## Begin DATASET RECORDS

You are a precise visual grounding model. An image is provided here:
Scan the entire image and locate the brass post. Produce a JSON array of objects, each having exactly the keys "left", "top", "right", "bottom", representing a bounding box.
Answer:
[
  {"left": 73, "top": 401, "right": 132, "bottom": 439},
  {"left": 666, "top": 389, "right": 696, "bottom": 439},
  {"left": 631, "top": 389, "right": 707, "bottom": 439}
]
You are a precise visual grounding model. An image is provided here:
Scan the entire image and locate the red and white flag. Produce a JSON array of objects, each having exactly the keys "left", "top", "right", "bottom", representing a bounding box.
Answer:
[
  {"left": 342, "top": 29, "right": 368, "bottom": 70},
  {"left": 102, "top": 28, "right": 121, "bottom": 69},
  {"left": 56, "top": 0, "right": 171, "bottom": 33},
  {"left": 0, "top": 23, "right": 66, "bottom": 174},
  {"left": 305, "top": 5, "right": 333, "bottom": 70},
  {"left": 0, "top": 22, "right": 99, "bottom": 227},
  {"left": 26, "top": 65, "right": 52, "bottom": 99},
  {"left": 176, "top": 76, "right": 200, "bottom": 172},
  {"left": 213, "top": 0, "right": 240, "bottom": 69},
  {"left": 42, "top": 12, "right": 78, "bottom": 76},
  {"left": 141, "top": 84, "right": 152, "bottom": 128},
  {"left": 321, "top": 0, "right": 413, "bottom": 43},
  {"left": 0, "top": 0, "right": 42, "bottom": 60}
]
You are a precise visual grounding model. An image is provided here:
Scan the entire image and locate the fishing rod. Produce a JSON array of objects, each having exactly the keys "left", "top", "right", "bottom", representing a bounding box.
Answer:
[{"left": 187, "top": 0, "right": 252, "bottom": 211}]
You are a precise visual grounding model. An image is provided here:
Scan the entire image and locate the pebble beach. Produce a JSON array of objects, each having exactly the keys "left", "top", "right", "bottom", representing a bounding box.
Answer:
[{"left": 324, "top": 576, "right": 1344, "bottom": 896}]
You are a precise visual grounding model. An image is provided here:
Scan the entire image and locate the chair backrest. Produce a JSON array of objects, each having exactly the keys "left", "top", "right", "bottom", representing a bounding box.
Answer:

## End DATASET RECORDS

**TASK BRIEF**
Please turn every line of the entries above into a Markdown table with two columns, Row and Line, numbering the lines in order and leaving out any blank lines.

**FINAL RESULT**
| Row | Line |
|---|---|
| 1 | You are a precise visual grounding model. An image is provided here: |
| 2 | Scan the entire image and locate the brass post. Produce a JSON array of objects, each having exactly the keys "left", "top", "right", "bottom", representing a bounding box. |
| 3 | Answer: |
| 4 | [ |
| 5 |   {"left": 73, "top": 401, "right": 132, "bottom": 439}, |
| 6 |   {"left": 666, "top": 389, "right": 696, "bottom": 439}, |
| 7 |   {"left": 631, "top": 389, "right": 707, "bottom": 439} |
| 8 | ] |
| 9 | You are a precise visual grounding model. An image is provided here: |
| 10 | Scan the entire image and locate the red and white flag. Produce a JSON array of objects, each having exactly the keys "left", "top", "right", "bottom", representing a bounding box. |
| 11 | Answer: |
| 12 | [ |
| 13 |   {"left": 342, "top": 29, "right": 368, "bottom": 70}, |
| 14 |   {"left": 102, "top": 28, "right": 121, "bottom": 69}, |
| 15 |   {"left": 56, "top": 0, "right": 171, "bottom": 33}, |
| 16 |   {"left": 0, "top": 23, "right": 66, "bottom": 174}, |
| 17 |   {"left": 305, "top": 5, "right": 333, "bottom": 70}, |
| 18 |   {"left": 0, "top": 22, "right": 99, "bottom": 227}, |
| 19 |   {"left": 26, "top": 65, "right": 52, "bottom": 99}, |
| 20 |   {"left": 176, "top": 76, "right": 200, "bottom": 172}, |
| 21 |   {"left": 213, "top": 0, "right": 240, "bottom": 69}, |
| 22 |   {"left": 42, "top": 12, "right": 78, "bottom": 76}, |
| 23 |   {"left": 141, "top": 84, "right": 152, "bottom": 128}, |
| 24 |   {"left": 321, "top": 0, "right": 413, "bottom": 43}, |
| 25 |   {"left": 0, "top": 0, "right": 42, "bottom": 60} |
| 26 | ] |
| 27 | You are a precise visual grounding model. An image is provided here: |
| 28 | Scan the entire image and locate the fishing rod. Produce a JSON array of objects, each having exactly the keys "left", "top", "right", "bottom", representing a bounding box. |
| 29 | Answer: |
| 30 | [{"left": 187, "top": 0, "right": 252, "bottom": 211}] |
| 31 | You are a precise visual grounding model. An image is provided here: |
| 32 | Scan the entire image and locate the pebble beach. Produce a JSON array of objects, each having exactly the keys "left", "top", "right", "bottom", representing a bounding box. |
| 33 | Answer: |
| 34 | [{"left": 324, "top": 576, "right": 1344, "bottom": 896}] |
| 35 | You are a precise visual grounding model. An image is provided here: |
| 36 | Scan the entire image and locate the chair backrest. Produce a JSON array of objects, each having exactly the keys "left", "top", "right", "bottom", representing a bounding box. |
| 37 | Answer: |